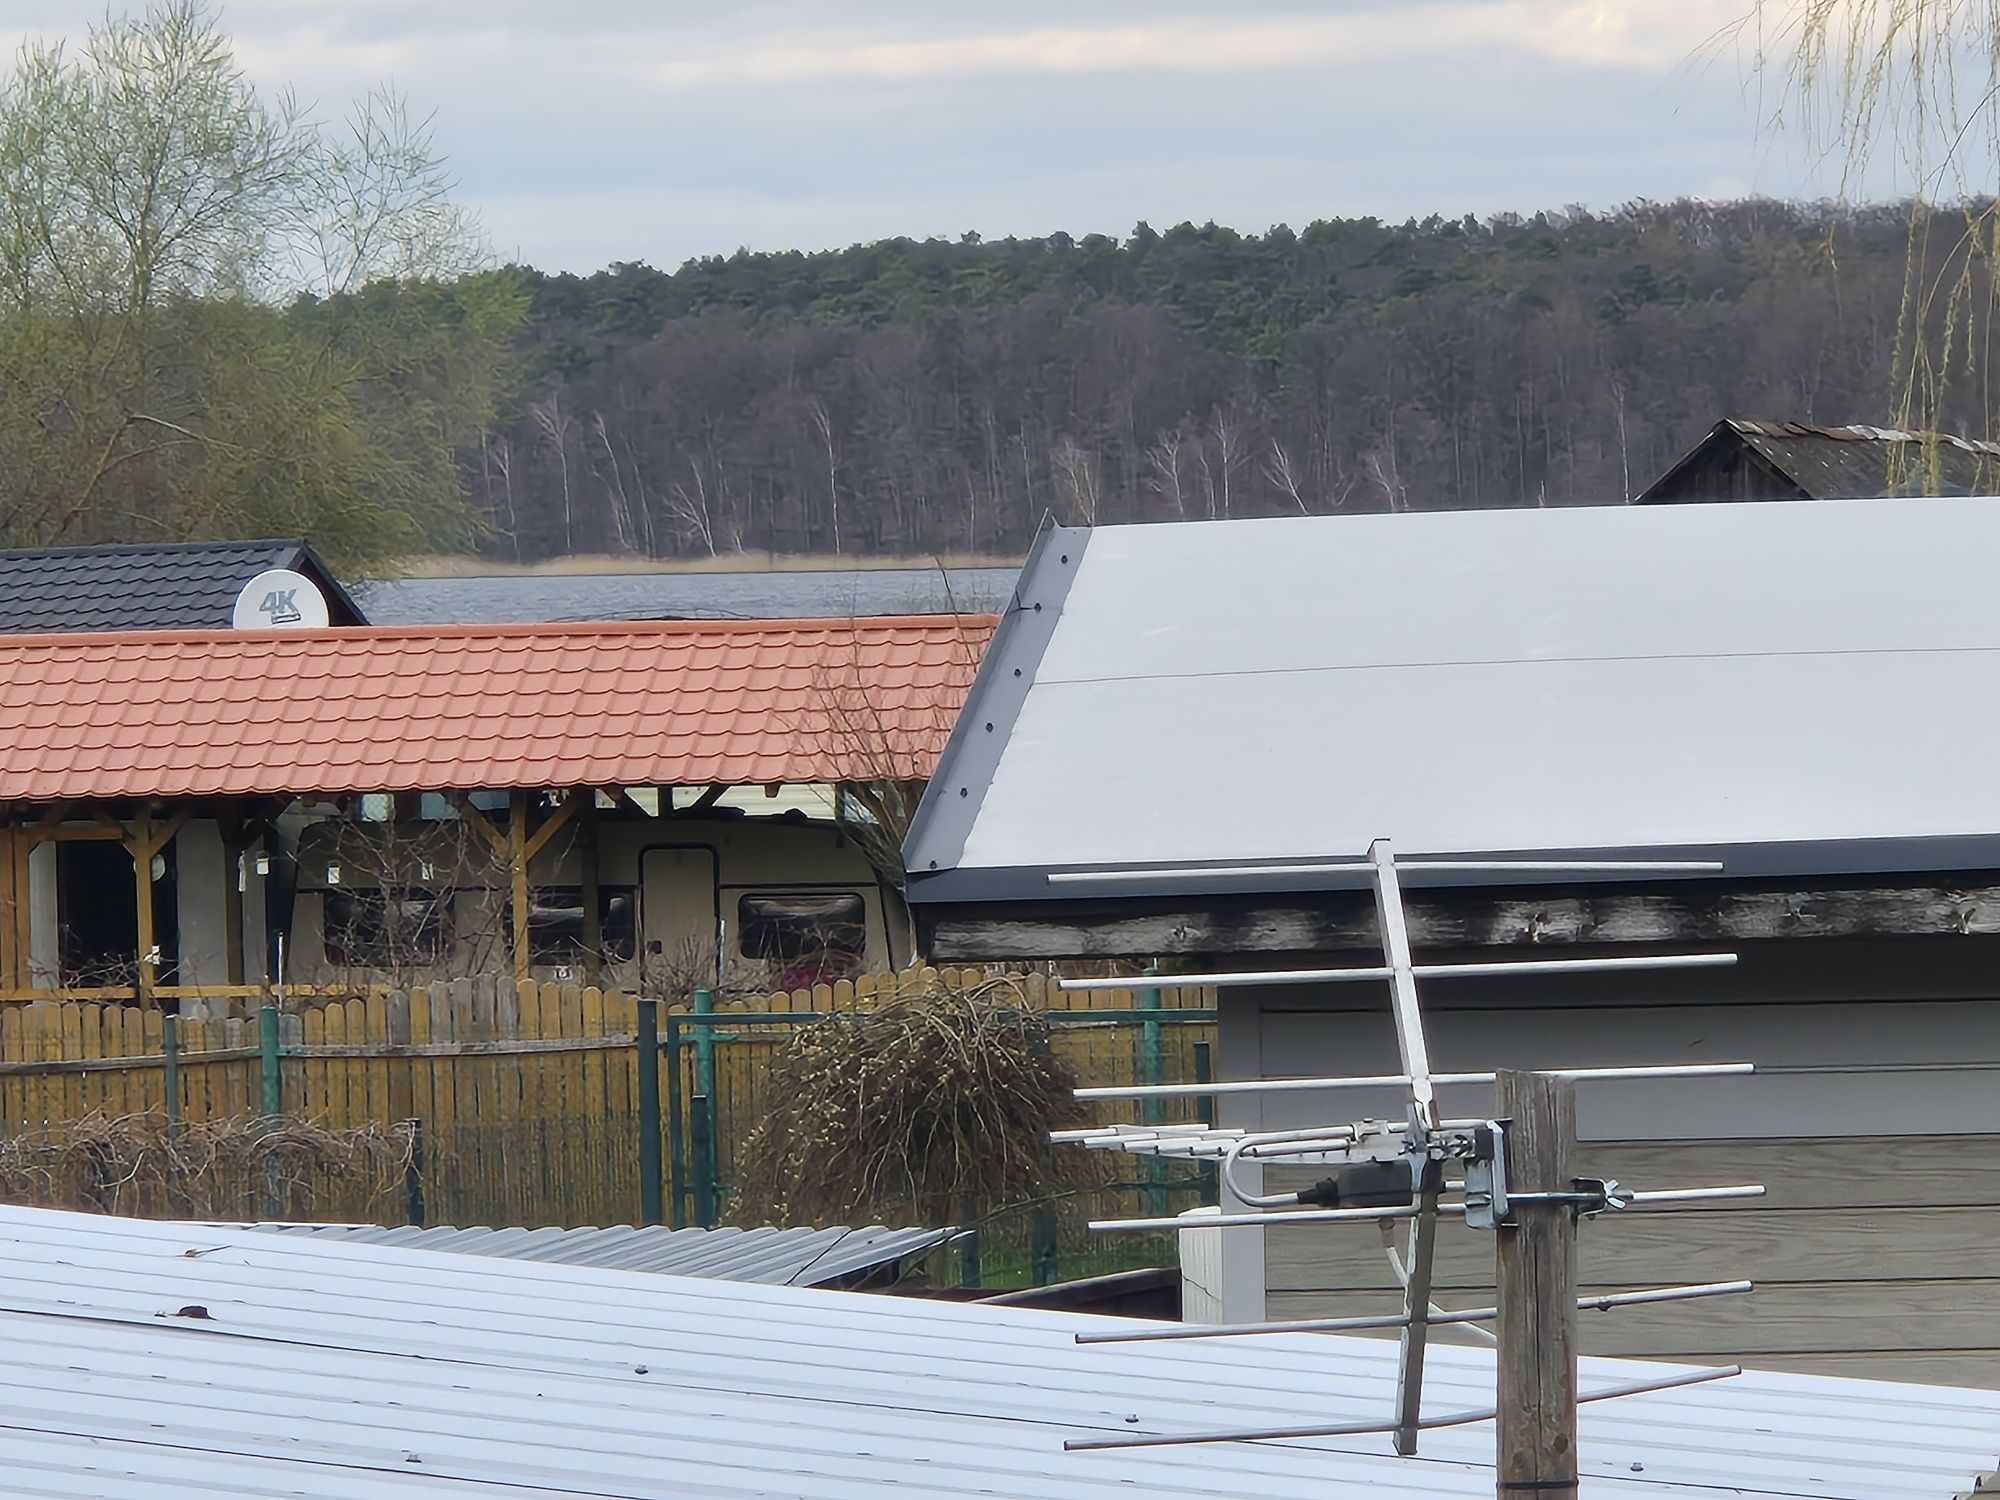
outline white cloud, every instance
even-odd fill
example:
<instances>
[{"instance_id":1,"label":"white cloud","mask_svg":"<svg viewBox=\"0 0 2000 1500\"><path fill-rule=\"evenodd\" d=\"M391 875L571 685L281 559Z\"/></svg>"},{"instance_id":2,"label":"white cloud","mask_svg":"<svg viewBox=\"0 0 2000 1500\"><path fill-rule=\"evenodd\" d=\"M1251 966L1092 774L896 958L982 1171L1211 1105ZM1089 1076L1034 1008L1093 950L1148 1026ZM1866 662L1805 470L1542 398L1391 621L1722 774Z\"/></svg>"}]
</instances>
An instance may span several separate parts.
<instances>
[{"instance_id":1,"label":"white cloud","mask_svg":"<svg viewBox=\"0 0 2000 1500\"><path fill-rule=\"evenodd\" d=\"M1589 67L1660 69L1686 57L1740 11L1740 0L1403 0L1341 15L1217 12L975 35L884 39L824 31L777 45L626 66L680 85L912 83L995 75L1259 73L1498 49Z\"/></svg>"},{"instance_id":2,"label":"white cloud","mask_svg":"<svg viewBox=\"0 0 2000 1500\"><path fill-rule=\"evenodd\" d=\"M225 3L260 81L434 110L496 246L552 268L1801 180L1740 60L1688 66L1749 0ZM0 35L82 9L0 0Z\"/></svg>"}]
</instances>

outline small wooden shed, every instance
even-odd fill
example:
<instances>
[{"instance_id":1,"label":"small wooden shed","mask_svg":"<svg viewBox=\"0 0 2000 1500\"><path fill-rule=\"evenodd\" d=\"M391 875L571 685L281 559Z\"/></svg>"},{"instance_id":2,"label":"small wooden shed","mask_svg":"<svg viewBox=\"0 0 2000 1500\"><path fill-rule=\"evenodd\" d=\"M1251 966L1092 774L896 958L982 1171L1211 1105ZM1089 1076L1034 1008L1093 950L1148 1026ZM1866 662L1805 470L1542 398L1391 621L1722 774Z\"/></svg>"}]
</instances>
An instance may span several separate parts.
<instances>
[{"instance_id":1,"label":"small wooden shed","mask_svg":"<svg viewBox=\"0 0 2000 1500\"><path fill-rule=\"evenodd\" d=\"M1862 500L1996 490L2000 443L1895 427L1813 427L1733 417L1711 427L1632 503Z\"/></svg>"},{"instance_id":2,"label":"small wooden shed","mask_svg":"<svg viewBox=\"0 0 2000 1500\"><path fill-rule=\"evenodd\" d=\"M946 961L1365 965L1371 896L1315 864L1374 839L1719 861L1622 883L1407 877L1428 955L1741 956L1435 985L1434 1062L1759 1065L1585 1091L1593 1167L1771 1189L1594 1225L1594 1286L1761 1289L1590 1319L1589 1347L2000 1381L1996 559L1981 499L1051 532L906 847L919 934ZM1396 1070L1366 986L1221 1003L1224 1078ZM1221 1122L1329 1109L1397 1105L1233 1094ZM1371 1234L1224 1240L1227 1317L1397 1305ZM1439 1300L1481 1301L1490 1243L1445 1240Z\"/></svg>"}]
</instances>

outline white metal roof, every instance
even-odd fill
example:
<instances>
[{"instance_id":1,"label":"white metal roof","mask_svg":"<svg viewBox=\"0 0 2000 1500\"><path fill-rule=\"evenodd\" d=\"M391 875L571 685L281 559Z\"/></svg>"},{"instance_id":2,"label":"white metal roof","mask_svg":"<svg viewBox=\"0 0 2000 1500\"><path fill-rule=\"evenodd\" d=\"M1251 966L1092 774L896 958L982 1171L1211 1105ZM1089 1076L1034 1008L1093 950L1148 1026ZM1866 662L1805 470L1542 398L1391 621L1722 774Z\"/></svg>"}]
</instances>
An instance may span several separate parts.
<instances>
[{"instance_id":1,"label":"white metal roof","mask_svg":"<svg viewBox=\"0 0 2000 1500\"><path fill-rule=\"evenodd\" d=\"M823 1286L877 1266L893 1265L935 1249L951 1229L766 1227L668 1229L662 1225L607 1228L489 1229L433 1225L418 1229L383 1224L249 1224L264 1234L400 1245L407 1250L449 1250L500 1255L569 1266L603 1266L654 1275L705 1276L718 1281L760 1281L772 1286Z\"/></svg>"},{"instance_id":2,"label":"white metal roof","mask_svg":"<svg viewBox=\"0 0 2000 1500\"><path fill-rule=\"evenodd\" d=\"M1065 1453L1065 1437L1384 1413L1394 1346L1079 1347L1105 1318L0 1208L0 1452L66 1500L1452 1500L1488 1426ZM1591 1360L1586 1388L1663 1372ZM1486 1404L1434 1346L1429 1404ZM1948 1500L2000 1395L1746 1375L1587 1407L1590 1500Z\"/></svg>"},{"instance_id":3,"label":"white metal roof","mask_svg":"<svg viewBox=\"0 0 2000 1500\"><path fill-rule=\"evenodd\" d=\"M932 783L913 897L1384 837L2000 862L2000 782L1959 771L2000 738L1997 584L1985 498L1059 530Z\"/></svg>"}]
</instances>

▬▬▬

:: TASK REQUIREMENTS ::
Please keep the pictures out and reproduce the records above exactly.

:: WRITTEN RESPONSE ::
outline white cloud, every instance
even-odd fill
example:
<instances>
[{"instance_id":1,"label":"white cloud","mask_svg":"<svg viewBox=\"0 0 2000 1500\"><path fill-rule=\"evenodd\" d=\"M391 875L571 685L281 559Z\"/></svg>"},{"instance_id":2,"label":"white cloud","mask_svg":"<svg viewBox=\"0 0 2000 1500\"><path fill-rule=\"evenodd\" d=\"M1251 966L1092 774L896 958L982 1171L1211 1105ZM1089 1076L1034 1008L1093 950L1148 1026ZM1866 662L1805 470L1542 398L1391 621L1722 774Z\"/></svg>"}]
</instances>
An instance may span several separate parts.
<instances>
[{"instance_id":1,"label":"white cloud","mask_svg":"<svg viewBox=\"0 0 2000 1500\"><path fill-rule=\"evenodd\" d=\"M1589 67L1660 69L1686 57L1740 11L1740 0L1403 0L1341 15L1217 12L975 35L884 39L824 31L777 45L626 66L680 85L912 83L995 75L1259 73L1498 49Z\"/></svg>"},{"instance_id":2,"label":"white cloud","mask_svg":"<svg viewBox=\"0 0 2000 1500\"><path fill-rule=\"evenodd\" d=\"M225 3L260 81L434 110L496 246L552 268L1801 180L1740 60L1688 66L1749 0ZM0 35L82 9L0 0Z\"/></svg>"}]
</instances>

outline small wooden shed, every instance
even-odd fill
example:
<instances>
[{"instance_id":1,"label":"small wooden shed","mask_svg":"<svg viewBox=\"0 0 2000 1500\"><path fill-rule=\"evenodd\" d=\"M391 875L571 685L281 559Z\"/></svg>"},{"instance_id":2,"label":"small wooden shed","mask_svg":"<svg viewBox=\"0 0 2000 1500\"><path fill-rule=\"evenodd\" d=\"M1251 966L1092 774L896 958L982 1171L1211 1105ZM1089 1076L1034 1008L1093 950L1148 1026ZM1866 662L1805 470L1542 398L1391 621L1722 774Z\"/></svg>"}]
</instances>
An instance may span several separate parts.
<instances>
[{"instance_id":1,"label":"small wooden shed","mask_svg":"<svg viewBox=\"0 0 2000 1500\"><path fill-rule=\"evenodd\" d=\"M1862 500L1996 490L2000 443L1895 427L1813 427L1733 417L1711 427L1632 503Z\"/></svg>"},{"instance_id":2,"label":"small wooden shed","mask_svg":"<svg viewBox=\"0 0 2000 1500\"><path fill-rule=\"evenodd\" d=\"M946 961L1365 965L1371 896L1315 864L1374 839L1719 861L1622 883L1407 877L1428 955L1741 956L1435 985L1434 1062L1759 1065L1585 1091L1593 1167L1771 1189L1594 1225L1594 1286L1761 1289L1590 1319L1589 1347L2000 1381L1996 559L1981 499L1051 532L906 847L919 934ZM1396 1070L1366 986L1221 1003L1224 1078ZM1221 1122L1329 1109L1397 1105L1233 1094ZM1371 1234L1224 1240L1227 1317L1397 1305ZM1439 1300L1481 1301L1490 1243L1445 1240Z\"/></svg>"}]
</instances>

outline white metal roof, every instance
even-odd fill
example:
<instances>
[{"instance_id":1,"label":"white metal roof","mask_svg":"<svg viewBox=\"0 0 2000 1500\"><path fill-rule=\"evenodd\" d=\"M391 875L571 685L281 559Z\"/></svg>"},{"instance_id":2,"label":"white metal roof","mask_svg":"<svg viewBox=\"0 0 2000 1500\"><path fill-rule=\"evenodd\" d=\"M1251 966L1092 774L896 958L982 1171L1211 1105ZM1089 1076L1034 1008L1093 950L1148 1026ZM1866 662L1805 470L1542 398L1391 621L1722 774Z\"/></svg>"}]
</instances>
An instance may span several separate parts.
<instances>
[{"instance_id":1,"label":"white metal roof","mask_svg":"<svg viewBox=\"0 0 2000 1500\"><path fill-rule=\"evenodd\" d=\"M823 1286L877 1266L893 1265L935 1249L951 1229L766 1227L668 1229L662 1225L607 1228L489 1229L433 1225L418 1229L383 1224L249 1224L264 1234L400 1245L407 1250L449 1250L500 1255L569 1266L603 1266L654 1275L705 1276L718 1281L760 1281L772 1286Z\"/></svg>"},{"instance_id":2,"label":"white metal roof","mask_svg":"<svg viewBox=\"0 0 2000 1500\"><path fill-rule=\"evenodd\" d=\"M1065 1453L1065 1437L1384 1413L1394 1346L1079 1347L1105 1318L0 1208L0 1452L66 1500L1452 1500L1488 1426ZM1591 1360L1586 1388L1663 1372ZM1486 1404L1434 1346L1429 1404ZM1948 1500L2000 1395L1746 1375L1587 1407L1590 1500Z\"/></svg>"},{"instance_id":3,"label":"white metal roof","mask_svg":"<svg viewBox=\"0 0 2000 1500\"><path fill-rule=\"evenodd\" d=\"M932 783L913 897L1384 837L2000 862L2000 782L1959 771L2000 738L1997 584L1985 498L1059 530Z\"/></svg>"}]
</instances>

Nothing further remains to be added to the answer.